* _Exercise brief_: Revise the part of the records that opens with the line containing "firefighter helmet?" and closes with the line containing "top-left (73, 82), bottom-right (144, 112)", putting "rescuer" wherever "firefighter" appears and leaving everything else unchanged. Return only those lines.

* _Available records_:
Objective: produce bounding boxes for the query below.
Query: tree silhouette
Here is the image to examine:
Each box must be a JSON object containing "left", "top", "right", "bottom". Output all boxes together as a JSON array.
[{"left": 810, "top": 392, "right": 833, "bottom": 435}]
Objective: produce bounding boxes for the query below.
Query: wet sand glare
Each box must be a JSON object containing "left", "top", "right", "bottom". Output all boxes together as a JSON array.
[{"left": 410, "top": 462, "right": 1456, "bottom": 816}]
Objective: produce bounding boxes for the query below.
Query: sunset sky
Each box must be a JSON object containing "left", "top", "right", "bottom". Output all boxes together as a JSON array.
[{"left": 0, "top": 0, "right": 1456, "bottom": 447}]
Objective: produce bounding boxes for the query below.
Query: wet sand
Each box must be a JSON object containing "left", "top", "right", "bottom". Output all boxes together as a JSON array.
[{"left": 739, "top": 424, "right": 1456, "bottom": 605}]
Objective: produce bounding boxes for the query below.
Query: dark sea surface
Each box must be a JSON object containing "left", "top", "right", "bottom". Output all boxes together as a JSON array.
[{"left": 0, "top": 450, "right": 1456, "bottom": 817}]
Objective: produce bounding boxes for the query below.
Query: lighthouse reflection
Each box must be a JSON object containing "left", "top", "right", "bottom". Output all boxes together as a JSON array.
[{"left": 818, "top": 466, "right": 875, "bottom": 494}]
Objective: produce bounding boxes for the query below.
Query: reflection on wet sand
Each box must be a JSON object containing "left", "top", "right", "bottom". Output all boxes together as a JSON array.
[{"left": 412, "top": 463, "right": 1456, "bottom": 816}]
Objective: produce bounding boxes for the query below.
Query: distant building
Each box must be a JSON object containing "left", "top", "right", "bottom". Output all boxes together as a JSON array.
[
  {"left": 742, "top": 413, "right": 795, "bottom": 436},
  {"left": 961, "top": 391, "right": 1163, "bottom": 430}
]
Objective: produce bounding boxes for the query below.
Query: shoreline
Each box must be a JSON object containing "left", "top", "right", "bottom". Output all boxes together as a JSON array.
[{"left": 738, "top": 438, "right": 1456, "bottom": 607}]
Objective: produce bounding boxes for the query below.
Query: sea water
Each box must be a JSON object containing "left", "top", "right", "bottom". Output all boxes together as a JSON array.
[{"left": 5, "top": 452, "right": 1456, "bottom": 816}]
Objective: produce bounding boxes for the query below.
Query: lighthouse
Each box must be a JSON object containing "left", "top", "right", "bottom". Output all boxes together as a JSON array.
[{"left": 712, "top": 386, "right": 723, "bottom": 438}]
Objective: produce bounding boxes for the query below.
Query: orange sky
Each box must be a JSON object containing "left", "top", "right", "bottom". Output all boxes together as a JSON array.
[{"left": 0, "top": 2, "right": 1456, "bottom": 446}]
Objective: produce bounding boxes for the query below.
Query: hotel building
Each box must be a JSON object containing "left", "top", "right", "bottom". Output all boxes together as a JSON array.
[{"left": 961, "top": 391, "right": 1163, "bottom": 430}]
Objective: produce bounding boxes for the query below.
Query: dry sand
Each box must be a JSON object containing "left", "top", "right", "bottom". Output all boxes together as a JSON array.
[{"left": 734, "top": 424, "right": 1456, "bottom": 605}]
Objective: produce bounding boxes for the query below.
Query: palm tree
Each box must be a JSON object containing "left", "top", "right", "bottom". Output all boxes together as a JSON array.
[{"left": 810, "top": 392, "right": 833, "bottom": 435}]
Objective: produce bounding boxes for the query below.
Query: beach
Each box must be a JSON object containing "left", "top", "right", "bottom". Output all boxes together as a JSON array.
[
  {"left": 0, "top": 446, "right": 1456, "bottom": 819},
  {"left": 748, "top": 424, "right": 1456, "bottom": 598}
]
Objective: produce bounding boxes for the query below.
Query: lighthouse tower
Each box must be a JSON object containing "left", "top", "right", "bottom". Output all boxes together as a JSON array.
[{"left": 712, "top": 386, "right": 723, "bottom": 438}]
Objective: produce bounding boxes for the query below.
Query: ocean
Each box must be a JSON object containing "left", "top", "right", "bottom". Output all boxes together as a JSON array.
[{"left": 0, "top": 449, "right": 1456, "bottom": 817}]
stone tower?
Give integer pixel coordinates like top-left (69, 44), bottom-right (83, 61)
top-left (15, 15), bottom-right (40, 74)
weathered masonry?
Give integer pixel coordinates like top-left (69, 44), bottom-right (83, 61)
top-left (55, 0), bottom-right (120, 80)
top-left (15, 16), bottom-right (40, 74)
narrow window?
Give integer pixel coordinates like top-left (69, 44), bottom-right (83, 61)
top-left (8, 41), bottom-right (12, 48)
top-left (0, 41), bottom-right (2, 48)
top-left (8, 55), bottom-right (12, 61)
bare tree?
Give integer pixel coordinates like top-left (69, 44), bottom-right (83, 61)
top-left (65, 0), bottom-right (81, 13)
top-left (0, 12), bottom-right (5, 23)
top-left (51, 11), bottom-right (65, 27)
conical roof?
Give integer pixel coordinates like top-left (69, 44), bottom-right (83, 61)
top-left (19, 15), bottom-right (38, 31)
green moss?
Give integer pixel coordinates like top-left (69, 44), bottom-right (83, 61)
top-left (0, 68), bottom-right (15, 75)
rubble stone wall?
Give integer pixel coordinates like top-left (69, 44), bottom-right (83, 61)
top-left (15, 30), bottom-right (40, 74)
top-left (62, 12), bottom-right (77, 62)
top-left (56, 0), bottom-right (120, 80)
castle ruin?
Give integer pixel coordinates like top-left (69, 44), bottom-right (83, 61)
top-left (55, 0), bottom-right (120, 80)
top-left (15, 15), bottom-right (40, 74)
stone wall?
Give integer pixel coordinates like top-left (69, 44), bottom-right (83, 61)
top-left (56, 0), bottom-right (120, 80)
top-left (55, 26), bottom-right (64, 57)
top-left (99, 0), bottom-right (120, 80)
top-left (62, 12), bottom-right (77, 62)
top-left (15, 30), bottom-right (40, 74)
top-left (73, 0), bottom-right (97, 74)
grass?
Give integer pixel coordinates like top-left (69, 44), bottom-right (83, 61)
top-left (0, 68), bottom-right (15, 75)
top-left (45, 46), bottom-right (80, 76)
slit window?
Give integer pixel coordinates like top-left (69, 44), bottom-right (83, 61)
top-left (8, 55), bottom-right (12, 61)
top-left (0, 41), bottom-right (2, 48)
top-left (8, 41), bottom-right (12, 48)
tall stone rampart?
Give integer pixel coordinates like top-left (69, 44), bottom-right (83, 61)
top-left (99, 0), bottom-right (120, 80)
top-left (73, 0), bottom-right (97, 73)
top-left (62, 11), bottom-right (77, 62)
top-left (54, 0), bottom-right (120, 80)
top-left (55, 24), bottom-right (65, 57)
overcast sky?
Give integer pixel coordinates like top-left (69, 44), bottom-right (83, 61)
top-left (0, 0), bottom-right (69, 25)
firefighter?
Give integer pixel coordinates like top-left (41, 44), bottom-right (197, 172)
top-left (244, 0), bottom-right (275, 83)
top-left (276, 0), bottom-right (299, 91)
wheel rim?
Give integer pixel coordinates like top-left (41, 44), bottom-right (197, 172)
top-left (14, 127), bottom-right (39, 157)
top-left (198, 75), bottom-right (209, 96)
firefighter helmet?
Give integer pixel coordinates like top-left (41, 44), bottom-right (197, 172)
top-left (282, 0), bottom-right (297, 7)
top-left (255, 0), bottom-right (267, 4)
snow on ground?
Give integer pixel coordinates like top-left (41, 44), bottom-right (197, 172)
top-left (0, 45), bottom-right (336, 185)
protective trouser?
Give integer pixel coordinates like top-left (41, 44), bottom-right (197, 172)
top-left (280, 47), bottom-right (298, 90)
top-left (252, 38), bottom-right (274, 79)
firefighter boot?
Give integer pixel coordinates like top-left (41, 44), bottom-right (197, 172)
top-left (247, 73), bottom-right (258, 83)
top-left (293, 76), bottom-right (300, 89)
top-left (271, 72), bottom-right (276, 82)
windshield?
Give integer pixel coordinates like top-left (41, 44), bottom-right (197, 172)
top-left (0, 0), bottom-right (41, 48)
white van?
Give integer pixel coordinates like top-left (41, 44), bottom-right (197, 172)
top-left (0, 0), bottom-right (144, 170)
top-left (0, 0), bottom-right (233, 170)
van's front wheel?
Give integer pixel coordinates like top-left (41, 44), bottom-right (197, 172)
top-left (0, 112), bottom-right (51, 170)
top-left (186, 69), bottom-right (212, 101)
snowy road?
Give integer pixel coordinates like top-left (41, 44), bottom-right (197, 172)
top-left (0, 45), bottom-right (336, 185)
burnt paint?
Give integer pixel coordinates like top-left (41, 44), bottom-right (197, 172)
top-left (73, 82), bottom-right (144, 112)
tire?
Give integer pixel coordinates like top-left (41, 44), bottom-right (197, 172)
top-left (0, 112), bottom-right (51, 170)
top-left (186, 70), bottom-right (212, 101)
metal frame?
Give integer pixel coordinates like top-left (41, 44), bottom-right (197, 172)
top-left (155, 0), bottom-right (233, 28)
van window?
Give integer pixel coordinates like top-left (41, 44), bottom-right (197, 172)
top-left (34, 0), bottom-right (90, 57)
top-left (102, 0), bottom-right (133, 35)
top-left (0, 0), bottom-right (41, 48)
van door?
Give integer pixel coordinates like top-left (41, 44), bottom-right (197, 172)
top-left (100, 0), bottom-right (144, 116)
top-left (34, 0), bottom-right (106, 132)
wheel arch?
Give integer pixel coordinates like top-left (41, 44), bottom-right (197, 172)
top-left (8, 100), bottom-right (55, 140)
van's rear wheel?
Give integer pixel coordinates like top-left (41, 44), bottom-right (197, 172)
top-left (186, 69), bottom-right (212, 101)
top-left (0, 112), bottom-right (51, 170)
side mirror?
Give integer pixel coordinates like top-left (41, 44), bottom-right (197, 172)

* _Task output_:
rescuer helmet?
Give integer pixel coordinates like top-left (41, 44), bottom-right (197, 172)
top-left (282, 0), bottom-right (297, 7)
top-left (255, 0), bottom-right (267, 4)
snow on ground?
Give integer pixel coordinates like top-left (41, 44), bottom-right (197, 172)
top-left (0, 45), bottom-right (336, 185)
protective trouser?
Give integer pixel coordinates like top-left (41, 44), bottom-right (197, 172)
top-left (280, 47), bottom-right (298, 90)
top-left (252, 38), bottom-right (274, 79)
rescuer boot?
Give integer pixel coordinates like top-left (41, 44), bottom-right (197, 172)
top-left (247, 73), bottom-right (258, 83)
top-left (293, 76), bottom-right (300, 89)
top-left (271, 72), bottom-right (276, 82)
windshield?
Give integer pixel coordinates like top-left (41, 44), bottom-right (197, 172)
top-left (0, 0), bottom-right (41, 48)
white van?
Give integer pixel coordinates like top-left (41, 44), bottom-right (197, 172)
top-left (0, 0), bottom-right (144, 170)
top-left (0, 0), bottom-right (233, 170)
van's front wheel?
Give integer pixel coordinates like top-left (41, 44), bottom-right (197, 172)
top-left (0, 112), bottom-right (51, 170)
top-left (186, 69), bottom-right (212, 101)
snowy road?
Give integer pixel coordinates like top-left (41, 44), bottom-right (197, 172)
top-left (0, 45), bottom-right (336, 185)
burnt paint?
Give integer pixel coordinates like top-left (41, 44), bottom-right (197, 172)
top-left (73, 82), bottom-right (144, 112)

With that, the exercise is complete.